** Begin Selected passage **

It all depends how you look at them. At first, I saw stars on the page, surrounded by wormy things in S shapes, the stars being the centre of attraction. Later, the stars were just the background. Each worm had its own route, resembling a river, road and bridges to me. There was a lot of everything - never ending and never beginning.”

What was Suzanne talking about? Notions of the infinite maybe? She, and other members of her Year 8 class, had been asked to look at an Islamic pattern for homework as part of an assessment on tessellations. This was designed to help the teacher to find out what they had remembered and understood from earlier work, particularly about transformations of shapes. (Figure 1) When we taught together many years ago, we used Islamic patterns in the classroom, and in a maths club, in various ways. Our interest was reawakened when we visited Seville for an international congress on mathematical education in 1996 and saw the wonderful geometrical designs in the Alcazar palace and other places. The Islamic religion forbids representation of the human or animal form in religious art. As a result, creative talent turned to calligraphy, scrollwork and floral designs, and the exploration of geometric forms based on the subdivisions of the circle on which the patterns shown are based. The circle is the symbol of unity and represents the great arch of heaven. While Christian art is diverse, Islamic art, dating from the 7th century, is linked by a unifying concept of composition based on balance and order.

Islamic patterns can provide a rich context for classroom discussion, enabling teachers to assess their pupils’ knowledge of geometrical ideas and vocabulary. Pupils can analyse a pattern, naming shapes, describing symmetries and transformations, finding angles, explaining their thinking and justifying their answers.

For example, there are triangles in the pattern for Task 1. Are the triangles equilateral? How can you be sure? What assumptions do you need to make?

At a seminar for teachers last year, we asked them whether the dodecagon shown with dots in the pattern of overlapping circles was regular or not, and to prove their answers. What do you think?(Figure 2) Even colouring a pattern systematically can be a mathematically worthwhile activity and encourage different ways of seeing the overall design. This is colouring with a mathematical purpose and not just a way of producing pretty pictures.

** End Selected passage **
** Begin Record list **

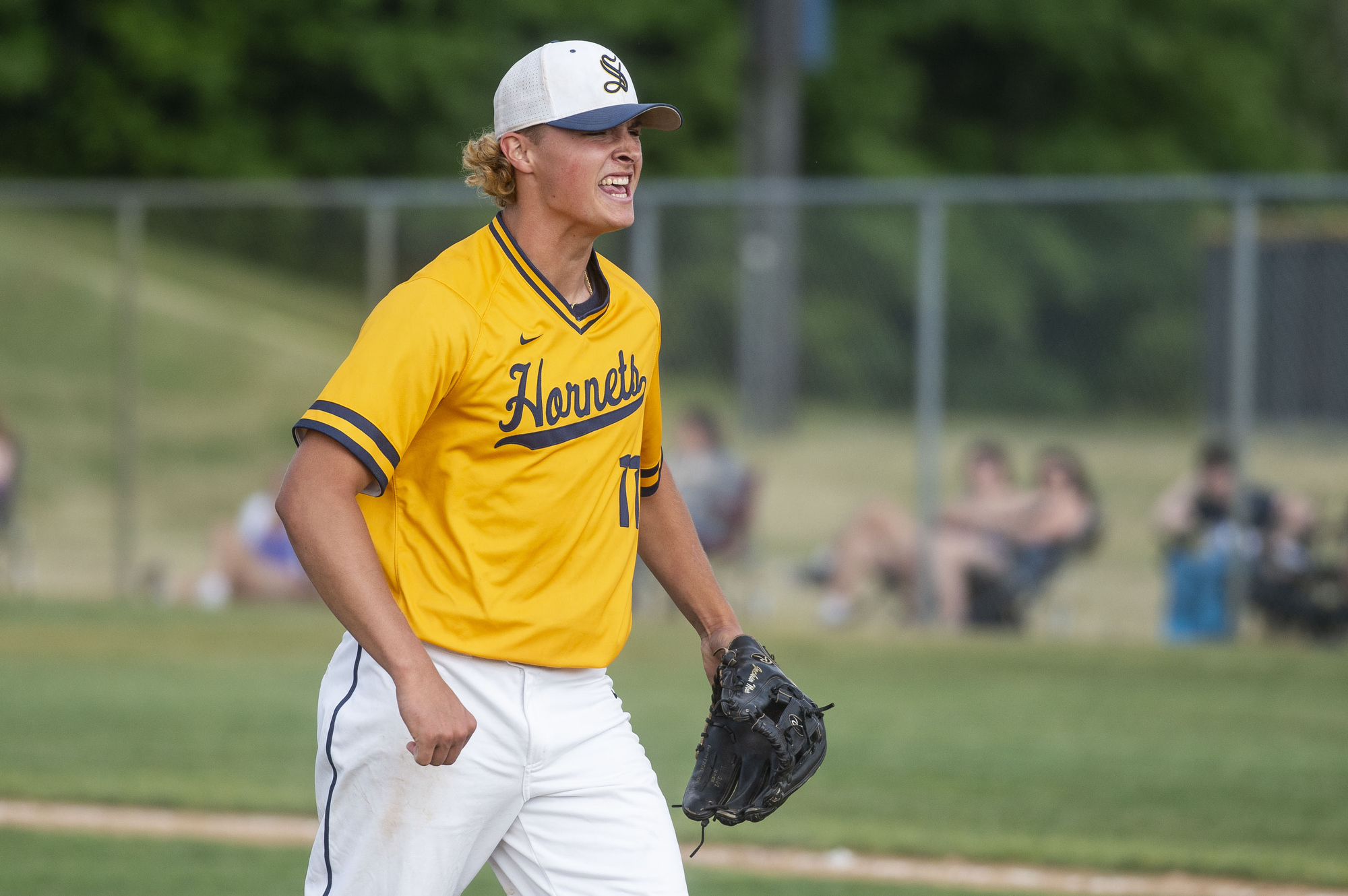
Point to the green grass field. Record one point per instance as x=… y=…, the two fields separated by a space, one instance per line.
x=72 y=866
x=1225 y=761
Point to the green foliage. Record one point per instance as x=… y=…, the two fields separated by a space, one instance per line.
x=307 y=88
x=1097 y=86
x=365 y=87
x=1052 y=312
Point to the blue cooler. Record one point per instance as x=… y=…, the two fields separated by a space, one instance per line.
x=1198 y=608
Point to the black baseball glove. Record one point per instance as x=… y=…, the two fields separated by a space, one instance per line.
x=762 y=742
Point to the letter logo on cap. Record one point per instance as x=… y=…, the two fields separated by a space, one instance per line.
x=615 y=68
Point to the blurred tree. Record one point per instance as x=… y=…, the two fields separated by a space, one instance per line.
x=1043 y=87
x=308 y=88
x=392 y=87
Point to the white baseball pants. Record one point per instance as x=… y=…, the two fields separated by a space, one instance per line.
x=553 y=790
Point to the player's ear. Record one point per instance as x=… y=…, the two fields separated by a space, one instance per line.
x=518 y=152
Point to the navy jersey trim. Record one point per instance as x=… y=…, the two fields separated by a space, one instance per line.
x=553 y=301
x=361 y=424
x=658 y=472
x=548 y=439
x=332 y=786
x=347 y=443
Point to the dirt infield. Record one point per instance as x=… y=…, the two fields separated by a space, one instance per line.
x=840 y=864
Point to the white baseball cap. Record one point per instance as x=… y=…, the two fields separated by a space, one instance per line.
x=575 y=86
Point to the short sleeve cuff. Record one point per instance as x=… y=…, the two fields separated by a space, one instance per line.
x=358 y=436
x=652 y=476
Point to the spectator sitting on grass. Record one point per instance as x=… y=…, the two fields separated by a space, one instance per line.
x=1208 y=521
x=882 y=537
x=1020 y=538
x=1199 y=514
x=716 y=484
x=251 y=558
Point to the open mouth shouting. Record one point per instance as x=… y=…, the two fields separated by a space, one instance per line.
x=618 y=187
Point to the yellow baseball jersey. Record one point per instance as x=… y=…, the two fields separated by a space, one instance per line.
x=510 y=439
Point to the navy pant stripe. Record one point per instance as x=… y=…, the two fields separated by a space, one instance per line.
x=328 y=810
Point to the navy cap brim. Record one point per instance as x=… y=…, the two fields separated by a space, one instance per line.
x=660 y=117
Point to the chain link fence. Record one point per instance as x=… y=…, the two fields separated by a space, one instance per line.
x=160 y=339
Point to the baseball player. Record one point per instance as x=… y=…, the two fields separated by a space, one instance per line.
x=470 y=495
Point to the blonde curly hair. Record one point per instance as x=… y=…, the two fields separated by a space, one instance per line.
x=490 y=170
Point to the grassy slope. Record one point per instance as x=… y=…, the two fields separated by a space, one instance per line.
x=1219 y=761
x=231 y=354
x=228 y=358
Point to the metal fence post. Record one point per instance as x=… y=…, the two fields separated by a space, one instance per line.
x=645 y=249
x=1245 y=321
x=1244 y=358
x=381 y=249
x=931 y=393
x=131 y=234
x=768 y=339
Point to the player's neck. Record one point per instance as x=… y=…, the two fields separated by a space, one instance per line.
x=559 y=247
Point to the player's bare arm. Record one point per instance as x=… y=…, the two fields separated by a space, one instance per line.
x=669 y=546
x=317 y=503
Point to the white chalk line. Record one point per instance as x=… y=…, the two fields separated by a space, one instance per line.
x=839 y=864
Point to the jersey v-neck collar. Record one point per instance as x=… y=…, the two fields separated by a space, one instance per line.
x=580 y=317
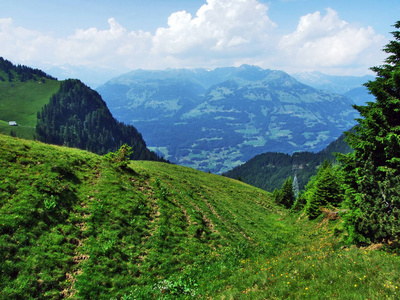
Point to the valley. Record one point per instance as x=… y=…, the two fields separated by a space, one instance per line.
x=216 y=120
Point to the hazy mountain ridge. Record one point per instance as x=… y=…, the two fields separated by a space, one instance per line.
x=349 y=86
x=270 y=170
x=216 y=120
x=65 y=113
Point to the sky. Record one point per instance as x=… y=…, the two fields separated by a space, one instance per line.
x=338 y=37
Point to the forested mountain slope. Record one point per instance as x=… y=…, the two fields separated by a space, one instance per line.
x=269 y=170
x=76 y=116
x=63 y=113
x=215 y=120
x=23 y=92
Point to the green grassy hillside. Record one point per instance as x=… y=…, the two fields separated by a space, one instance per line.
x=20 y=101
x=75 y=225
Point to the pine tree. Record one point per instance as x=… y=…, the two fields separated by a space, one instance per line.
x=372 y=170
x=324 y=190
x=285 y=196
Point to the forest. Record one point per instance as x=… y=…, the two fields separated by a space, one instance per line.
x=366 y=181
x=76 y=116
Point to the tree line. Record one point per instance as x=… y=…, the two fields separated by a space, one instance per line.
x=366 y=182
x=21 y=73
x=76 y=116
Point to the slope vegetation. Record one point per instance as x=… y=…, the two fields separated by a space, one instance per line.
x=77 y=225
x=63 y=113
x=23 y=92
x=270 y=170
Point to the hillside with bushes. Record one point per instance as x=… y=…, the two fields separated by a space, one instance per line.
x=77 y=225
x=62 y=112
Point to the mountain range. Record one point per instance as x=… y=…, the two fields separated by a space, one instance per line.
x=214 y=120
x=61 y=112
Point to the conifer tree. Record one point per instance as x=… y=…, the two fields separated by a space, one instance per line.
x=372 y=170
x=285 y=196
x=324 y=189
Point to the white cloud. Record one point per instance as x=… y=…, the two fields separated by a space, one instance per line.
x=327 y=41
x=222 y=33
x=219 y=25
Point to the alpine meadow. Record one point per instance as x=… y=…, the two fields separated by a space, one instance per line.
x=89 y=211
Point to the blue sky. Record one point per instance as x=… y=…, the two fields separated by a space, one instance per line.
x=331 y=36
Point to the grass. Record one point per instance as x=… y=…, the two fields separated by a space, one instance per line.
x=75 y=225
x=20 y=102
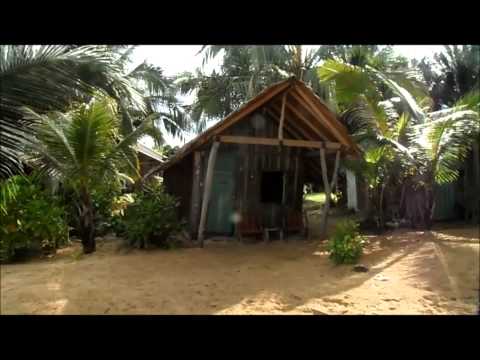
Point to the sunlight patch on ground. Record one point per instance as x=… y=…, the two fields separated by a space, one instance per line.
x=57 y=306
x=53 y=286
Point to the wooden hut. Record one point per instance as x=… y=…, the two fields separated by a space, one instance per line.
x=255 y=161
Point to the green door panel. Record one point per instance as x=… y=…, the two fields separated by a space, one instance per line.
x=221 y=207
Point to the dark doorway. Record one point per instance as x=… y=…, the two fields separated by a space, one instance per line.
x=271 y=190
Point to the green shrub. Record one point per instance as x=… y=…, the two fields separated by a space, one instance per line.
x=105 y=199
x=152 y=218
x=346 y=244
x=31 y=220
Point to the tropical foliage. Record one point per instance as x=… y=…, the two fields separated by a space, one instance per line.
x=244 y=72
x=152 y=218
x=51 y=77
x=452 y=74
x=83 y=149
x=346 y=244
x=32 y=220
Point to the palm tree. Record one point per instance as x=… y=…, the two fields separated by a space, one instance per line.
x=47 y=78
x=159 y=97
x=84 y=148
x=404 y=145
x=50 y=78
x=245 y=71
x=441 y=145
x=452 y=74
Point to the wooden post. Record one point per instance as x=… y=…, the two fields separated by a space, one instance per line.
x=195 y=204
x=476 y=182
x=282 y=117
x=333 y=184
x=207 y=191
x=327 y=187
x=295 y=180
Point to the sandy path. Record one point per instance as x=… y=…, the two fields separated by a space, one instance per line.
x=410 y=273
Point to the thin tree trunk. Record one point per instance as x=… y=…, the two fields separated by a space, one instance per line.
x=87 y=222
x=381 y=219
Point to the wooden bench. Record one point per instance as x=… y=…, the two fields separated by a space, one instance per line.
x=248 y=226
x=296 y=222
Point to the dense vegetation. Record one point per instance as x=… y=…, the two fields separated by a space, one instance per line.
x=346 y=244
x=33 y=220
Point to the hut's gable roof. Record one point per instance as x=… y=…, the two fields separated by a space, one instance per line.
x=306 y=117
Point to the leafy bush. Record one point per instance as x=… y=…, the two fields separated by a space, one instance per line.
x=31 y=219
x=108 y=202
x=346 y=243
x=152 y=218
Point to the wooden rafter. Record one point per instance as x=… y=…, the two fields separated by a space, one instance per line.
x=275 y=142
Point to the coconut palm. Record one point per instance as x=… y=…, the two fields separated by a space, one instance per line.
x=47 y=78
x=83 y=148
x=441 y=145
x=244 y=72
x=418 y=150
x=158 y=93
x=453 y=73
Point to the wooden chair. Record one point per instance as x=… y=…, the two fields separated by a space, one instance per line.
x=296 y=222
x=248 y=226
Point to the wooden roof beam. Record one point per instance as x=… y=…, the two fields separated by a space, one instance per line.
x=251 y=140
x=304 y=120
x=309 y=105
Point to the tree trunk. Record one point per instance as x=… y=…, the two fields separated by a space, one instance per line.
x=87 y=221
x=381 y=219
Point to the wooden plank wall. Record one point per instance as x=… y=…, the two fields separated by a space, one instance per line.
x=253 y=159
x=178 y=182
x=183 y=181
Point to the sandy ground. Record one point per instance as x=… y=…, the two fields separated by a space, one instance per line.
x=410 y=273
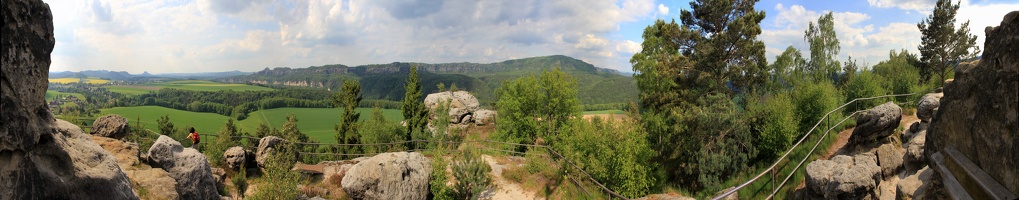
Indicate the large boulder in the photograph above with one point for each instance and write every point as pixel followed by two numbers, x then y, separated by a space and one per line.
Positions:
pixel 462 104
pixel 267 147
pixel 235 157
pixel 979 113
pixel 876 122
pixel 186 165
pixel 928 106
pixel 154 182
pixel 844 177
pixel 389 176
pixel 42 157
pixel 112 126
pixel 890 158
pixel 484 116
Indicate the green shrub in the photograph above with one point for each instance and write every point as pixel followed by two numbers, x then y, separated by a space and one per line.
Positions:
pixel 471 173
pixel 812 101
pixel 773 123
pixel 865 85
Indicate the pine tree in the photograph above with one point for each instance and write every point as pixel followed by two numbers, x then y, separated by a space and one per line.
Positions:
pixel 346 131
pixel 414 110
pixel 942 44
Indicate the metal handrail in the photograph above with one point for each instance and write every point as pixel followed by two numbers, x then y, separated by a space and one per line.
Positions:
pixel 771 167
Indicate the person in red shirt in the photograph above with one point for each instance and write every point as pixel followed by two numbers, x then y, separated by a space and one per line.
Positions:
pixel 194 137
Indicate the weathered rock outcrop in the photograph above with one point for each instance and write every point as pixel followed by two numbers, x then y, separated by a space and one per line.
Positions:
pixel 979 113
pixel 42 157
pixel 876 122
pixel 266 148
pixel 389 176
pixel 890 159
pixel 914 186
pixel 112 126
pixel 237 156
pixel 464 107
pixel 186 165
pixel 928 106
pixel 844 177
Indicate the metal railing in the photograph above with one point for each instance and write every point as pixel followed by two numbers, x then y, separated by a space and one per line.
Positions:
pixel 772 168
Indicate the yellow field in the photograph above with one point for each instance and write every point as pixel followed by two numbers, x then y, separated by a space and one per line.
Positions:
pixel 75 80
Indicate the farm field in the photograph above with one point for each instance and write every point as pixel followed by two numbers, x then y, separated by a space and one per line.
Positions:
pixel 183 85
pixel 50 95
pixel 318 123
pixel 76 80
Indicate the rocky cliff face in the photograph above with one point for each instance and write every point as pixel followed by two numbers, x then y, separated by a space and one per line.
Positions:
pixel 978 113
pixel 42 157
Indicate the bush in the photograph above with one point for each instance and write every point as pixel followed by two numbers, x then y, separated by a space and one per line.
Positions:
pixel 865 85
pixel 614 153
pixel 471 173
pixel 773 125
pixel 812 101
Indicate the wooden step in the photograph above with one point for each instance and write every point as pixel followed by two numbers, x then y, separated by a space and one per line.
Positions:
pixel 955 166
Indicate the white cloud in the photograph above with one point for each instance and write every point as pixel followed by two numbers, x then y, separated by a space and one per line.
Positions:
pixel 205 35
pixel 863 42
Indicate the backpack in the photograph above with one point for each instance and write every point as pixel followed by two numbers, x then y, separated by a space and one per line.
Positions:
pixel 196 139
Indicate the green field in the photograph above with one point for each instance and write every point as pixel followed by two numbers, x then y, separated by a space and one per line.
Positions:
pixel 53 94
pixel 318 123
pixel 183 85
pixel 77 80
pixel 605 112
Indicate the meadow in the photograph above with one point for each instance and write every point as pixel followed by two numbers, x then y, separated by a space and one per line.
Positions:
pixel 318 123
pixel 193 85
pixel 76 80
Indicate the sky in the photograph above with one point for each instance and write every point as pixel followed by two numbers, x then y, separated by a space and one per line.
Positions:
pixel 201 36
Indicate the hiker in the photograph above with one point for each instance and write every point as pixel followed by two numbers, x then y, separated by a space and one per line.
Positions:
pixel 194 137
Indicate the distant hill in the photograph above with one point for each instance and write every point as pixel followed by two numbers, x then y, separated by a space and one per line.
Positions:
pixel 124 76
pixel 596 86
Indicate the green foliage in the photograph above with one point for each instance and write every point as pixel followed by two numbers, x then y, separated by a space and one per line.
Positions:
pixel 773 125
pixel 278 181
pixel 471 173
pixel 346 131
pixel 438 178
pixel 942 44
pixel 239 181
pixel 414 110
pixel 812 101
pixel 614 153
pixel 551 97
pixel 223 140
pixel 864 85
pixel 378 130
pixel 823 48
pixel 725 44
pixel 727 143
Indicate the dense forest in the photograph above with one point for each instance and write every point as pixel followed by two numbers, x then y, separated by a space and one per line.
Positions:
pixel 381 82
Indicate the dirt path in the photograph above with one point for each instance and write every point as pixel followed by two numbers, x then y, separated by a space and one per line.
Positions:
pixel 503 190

** End Record list **

◆ Task brief
In the text on Islamic patterns, what were Suzanne and her Year 8 classmates asked to look at for homework? The rows have nothing to do with the text on Islamic patterns.

◆ Task solution
An Islamic pattern, as part of an assessment on tessellations.